Compiti da svolgere
a – Quale sentenza della Corte di Cassazione è citata nel testo sulle aggressioni al personale sanitario?
b – Riprendi il testo sulle aggressioni al personale sanitario e proseguilo dopo la sua ultima frase.

Testo di studio
Una sentenza che merita un cenno di commento. Aumentano i casi di aggressioni a medici a infermieri. La giurisprudenza è intervenuta e ha delineato la possibilità di individuare una responsabilità a carico del datore di lavoro pubblico o privato che, non garantendo l’incolumità del lavoratore, concorre a generare situazioni che agevolano fenomeni di aggressione da parte di pazienti o dei loro familiari.

In particolare, la sentenza 14556/17 della Corte di Cassazione, riguardo al caso di un infermiere aggredito mentre prestava servizio al Pronto Soccorso che aveva chiesto la condanna del datore di lavoro al risarcimento del danno biologico, morale e professionale, ha stabilito che spetta al datore di lavoro “l'onere di provare di aver fatto tutto il possibile per evitare il danno, ovvero di aver adottato tutte le cautele necessarie per impedire il verificarsi dell’evento medesimo”.

Dati disponibili
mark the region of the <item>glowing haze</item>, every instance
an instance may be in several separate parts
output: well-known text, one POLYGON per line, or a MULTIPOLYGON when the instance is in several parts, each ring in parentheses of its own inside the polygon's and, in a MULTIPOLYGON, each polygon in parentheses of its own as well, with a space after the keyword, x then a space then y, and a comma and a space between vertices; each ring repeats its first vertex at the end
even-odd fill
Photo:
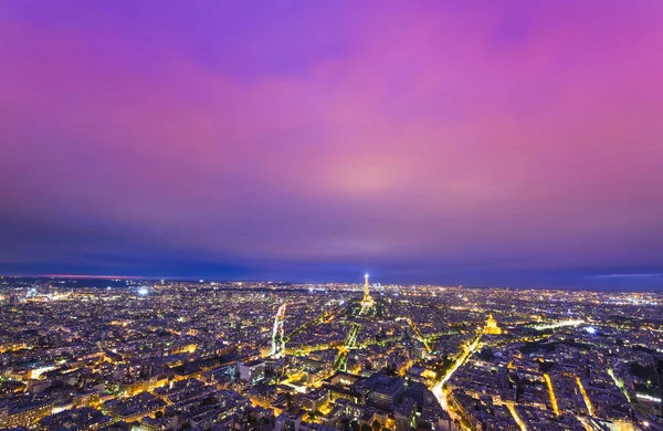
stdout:
POLYGON ((663 286, 663 2, 2 1, 0 272, 663 286))

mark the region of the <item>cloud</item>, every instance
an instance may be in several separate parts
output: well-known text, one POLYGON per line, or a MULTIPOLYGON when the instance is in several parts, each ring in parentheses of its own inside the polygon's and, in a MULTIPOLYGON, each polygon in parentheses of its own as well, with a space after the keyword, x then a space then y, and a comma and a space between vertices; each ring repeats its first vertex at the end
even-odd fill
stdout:
POLYGON ((661 266, 660 3, 590 3, 6 7, 6 264, 661 266))

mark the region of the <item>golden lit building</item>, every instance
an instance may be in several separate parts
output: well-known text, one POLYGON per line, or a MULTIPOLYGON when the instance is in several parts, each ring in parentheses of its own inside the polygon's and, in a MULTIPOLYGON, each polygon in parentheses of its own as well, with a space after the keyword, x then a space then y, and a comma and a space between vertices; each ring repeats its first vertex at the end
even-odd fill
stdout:
POLYGON ((486 326, 484 326, 484 334, 487 335, 499 335, 502 334, 502 328, 497 326, 497 320, 493 317, 493 313, 488 315, 488 319, 486 320, 486 326))

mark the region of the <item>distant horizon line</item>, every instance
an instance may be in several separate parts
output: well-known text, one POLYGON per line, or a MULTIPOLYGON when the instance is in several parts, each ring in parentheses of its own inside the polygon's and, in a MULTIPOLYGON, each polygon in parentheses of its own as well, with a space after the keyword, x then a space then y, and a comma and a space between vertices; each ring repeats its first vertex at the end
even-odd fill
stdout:
MULTIPOLYGON (((274 281, 274 280, 231 280, 231 278, 200 278, 196 276, 150 276, 150 275, 106 275, 106 274, 0 274, 0 277, 13 278, 83 278, 83 280, 145 280, 145 281, 197 281, 204 283, 274 283, 274 284, 362 284, 362 278, 357 282, 291 282, 291 281, 274 281)), ((381 284, 381 283, 380 283, 381 284)), ((464 284, 438 284, 438 283, 385 283, 385 285, 403 285, 403 286, 435 286, 435 287, 460 287, 460 288, 494 288, 494 290, 514 290, 514 291, 559 291, 559 292, 604 292, 604 293, 663 293, 662 288, 649 290, 611 290, 607 287, 588 288, 581 286, 568 287, 518 287, 518 286, 467 286, 464 284)))

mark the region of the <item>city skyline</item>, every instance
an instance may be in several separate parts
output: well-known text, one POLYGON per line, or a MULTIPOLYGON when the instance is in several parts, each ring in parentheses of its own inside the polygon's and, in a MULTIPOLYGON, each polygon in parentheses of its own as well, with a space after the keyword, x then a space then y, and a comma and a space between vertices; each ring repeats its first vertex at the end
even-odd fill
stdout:
POLYGON ((0 274, 660 291, 663 3, 0 2, 0 274))

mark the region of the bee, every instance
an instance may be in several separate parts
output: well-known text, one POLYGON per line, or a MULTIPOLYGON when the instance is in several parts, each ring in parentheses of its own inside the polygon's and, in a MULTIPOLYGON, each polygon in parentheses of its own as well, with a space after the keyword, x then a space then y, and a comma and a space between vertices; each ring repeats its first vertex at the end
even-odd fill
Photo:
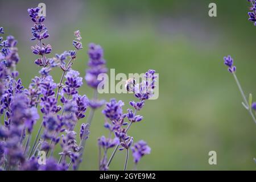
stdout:
POLYGON ((135 86, 135 80, 134 78, 130 78, 126 80, 125 83, 125 88, 127 92, 134 91, 135 86))

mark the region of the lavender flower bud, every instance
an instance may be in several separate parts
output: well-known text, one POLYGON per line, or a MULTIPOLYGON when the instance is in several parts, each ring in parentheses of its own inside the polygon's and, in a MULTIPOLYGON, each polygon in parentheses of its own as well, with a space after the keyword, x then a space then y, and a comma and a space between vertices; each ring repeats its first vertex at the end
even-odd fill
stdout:
POLYGON ((134 162, 138 163, 141 158, 146 154, 150 154, 151 148, 143 140, 140 140, 131 147, 134 162))

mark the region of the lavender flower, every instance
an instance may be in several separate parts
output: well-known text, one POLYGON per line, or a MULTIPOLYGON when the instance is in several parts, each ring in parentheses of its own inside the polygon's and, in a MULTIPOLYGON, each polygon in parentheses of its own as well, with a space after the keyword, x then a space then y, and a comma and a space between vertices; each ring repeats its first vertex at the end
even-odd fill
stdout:
POLYGON ((102 113, 111 121, 118 120, 122 114, 122 107, 123 105, 124 104, 122 101, 117 102, 115 99, 112 98, 109 103, 106 104, 102 113))
POLYGON ((256 110, 256 102, 253 102, 251 104, 251 109, 253 109, 254 110, 256 110))
POLYGON ((256 26, 256 3, 254 0, 247 0, 251 3, 251 7, 250 8, 251 11, 248 12, 248 15, 249 16, 249 20, 254 23, 254 25, 256 26))
POLYGON ((82 85, 82 77, 79 77, 79 72, 70 70, 67 73, 65 77, 67 81, 65 82, 66 87, 63 88, 63 92, 68 95, 74 95, 77 93, 77 88, 82 85))
POLYGON ((106 138, 105 136, 102 136, 98 139, 98 144, 106 150, 115 147, 117 144, 119 144, 119 141, 118 138, 115 138, 112 139, 106 138))
POLYGON ((224 64, 228 67, 228 70, 231 73, 234 73, 236 70, 236 67, 233 65, 233 59, 230 56, 224 57, 224 64))
POLYGON ((131 147, 134 162, 137 164, 145 155, 150 154, 151 149, 143 140, 140 140, 131 147))
MULTIPOLYGON (((82 78, 79 77, 79 72, 72 69, 78 50, 82 48, 80 32, 74 32, 75 40, 72 44, 75 50, 64 51, 60 55, 56 54, 55 57, 47 58, 46 56, 52 50, 51 45, 44 43, 49 35, 43 24, 46 18, 39 15, 39 11, 38 7, 28 10, 34 23, 31 40, 37 42, 31 47, 32 52, 38 55, 35 63, 41 67, 40 76, 35 76, 28 88, 24 89, 16 71, 16 65, 20 60, 16 47, 17 41, 12 36, 7 36, 6 40, 0 38, 0 114, 4 115, 4 125, 0 125, 0 170, 68 170, 71 166, 73 169, 78 169, 90 133, 89 127, 94 110, 105 104, 104 100, 98 100, 97 90, 101 81, 97 80, 98 75, 108 71, 102 48, 92 43, 89 46, 89 68, 86 70, 85 80, 94 89, 93 98, 89 100, 86 95, 79 94, 79 88, 82 85, 82 78), (68 57, 69 60, 67 61, 68 57), (58 84, 51 76, 51 71, 55 67, 63 71, 58 84), (61 96, 59 105, 59 95, 61 96), (78 137, 74 129, 79 121, 85 117, 88 106, 92 109, 90 113, 87 123, 81 125, 78 137), (40 119, 38 109, 43 114, 42 123, 31 146, 33 129, 40 119), (80 138, 79 144, 77 138, 80 138), (60 159, 57 162, 52 156, 59 144, 61 150, 59 151, 60 159), (47 152, 46 165, 38 164, 39 151, 47 152), (68 160, 70 161, 69 163, 67 163, 68 160)), ((3 33, 3 28, 0 27, 0 34, 3 33)), ((109 169, 114 156, 114 153, 108 160, 108 150, 114 147, 115 152, 119 146, 120 151, 126 150, 125 170, 126 169, 129 151, 133 143, 133 137, 128 135, 127 131, 131 123, 143 119, 136 112, 141 110, 145 101, 154 94, 155 71, 149 70, 145 73, 145 78, 144 81, 137 85, 138 92, 134 90, 139 100, 130 102, 134 111, 128 109, 127 113, 123 113, 123 102, 115 99, 107 103, 102 111, 106 118, 104 126, 110 134, 108 138, 102 136, 98 140, 100 150, 104 152, 99 159, 101 170, 109 169), (127 122, 125 121, 126 117, 127 122)), ((144 154, 146 153, 144 151, 144 154)))
POLYGON ((90 68, 86 70, 85 80, 87 84, 97 89, 101 80, 98 80, 98 76, 108 72, 105 67, 106 61, 103 58, 103 49, 100 45, 90 43, 88 52, 89 60, 88 66, 90 68))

Risposte in ordine
a – La sentenza 14556/17.

b –
Quindi il lavoratore che lamenti di aver subìto, un danno alla salute a causa del lavoro, ha l'onere di provare l'esistenza del danno, la nocività dell'ambiente di lavoro, nonché il nesso tra i due.

Poi sarà compito del datore di lavoro dimostrare di aver fatto tutto il possibile, adottando i mezzi più adeguati per evitare le possibili aggressioni La responsabilità dell’Azienda Sanitaria, quindi, è una conseguenza della mancata protezione del lavoratore che non si riscontra solo nell’applicazione delle norme di sicurezza previste dalla Legge, ma anche nella prevenzione legata alla specificità e peculiarità di alcune mansioni lavorative.